Daher war mir sofort klar, dass ich dieses Buch lesen muss, als ich den Klappentext las. Ein Highlight stand an. Dachte ich jedenfalls.

Ich habe eine etwas distanzierte Protagonistin, die etwas verbirgt, sowie eine sympathische ältere Dame als ihre Klientin erwartet. In Ansätzen bekam ich das auch, aber leider nicht vollends.
Ich finde, der Klappentext suggeriert, es gäbe viele Dialoge, die Handlung drehe sich in erster Linie um Gespräche, die Henrietta und die alte Dame führen, während derer Erstere merkt, dass sie selbst noch einiges aus ihrem Leben aufzuarbeiten hat. Die Gespräche spielen insgesamt aber irgendwie nur eine Nebenrolle, vieles wird einfach erzählt wie in anderen Büchern auch. Während der Gespräche wird mehr über die Gedankengänge der Protagonistinnen erzählt, als dass es tatsächliche Dialoge gäbe. Die verschiedenen Kapitel werden in der Regel aus Sicht einer der beiden Protagonistinnen geschildert – jedoch immer mithilfe eines auktorialen Erzählers, nicht jedoch aus der Ich-Perspektive. Das lässt das Ganze weniger persönlich wirken.

▸ **AUFGABENSTELLUNG**: Geben Sie den Absatz der Rezension, der mit „Ich finde, der Klappentext suggeriert“ beginnt, als knappe Stichpunktliste wieder und bewahren Sie dabei seine wesentlichen Aussagen.

▸ **BEREITGESTELLTE DATEN**:
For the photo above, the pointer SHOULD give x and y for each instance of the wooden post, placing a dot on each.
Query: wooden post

▸ **LÖSUNG**:
- Der Klappentext vermittelt den Eindruck, die Handlung drehe sich vor allem um Gespräche zwischen Henrietta und der alten Dame. Dabei merke Henrietta, dass sie selbst noch einiges aus ihrem Leben aufzuarbeiten hat.
- Tatsächlich spielen die Gespräche nur eine Nebenrolle. Vieles wird einfach erzählt.
- Während der Gespräche werden eher die Gedankengänge der Protagonistinnen geschildert als echte Dialoge.
- Die Kapitel werden meist aus Sicht einer der beiden Protagonistinnen erzählt, stets durch einen auktorialen Erzähler und nie in der Ich-Perspektive.
- Dadurch wirkt das Ganze weniger persönlich.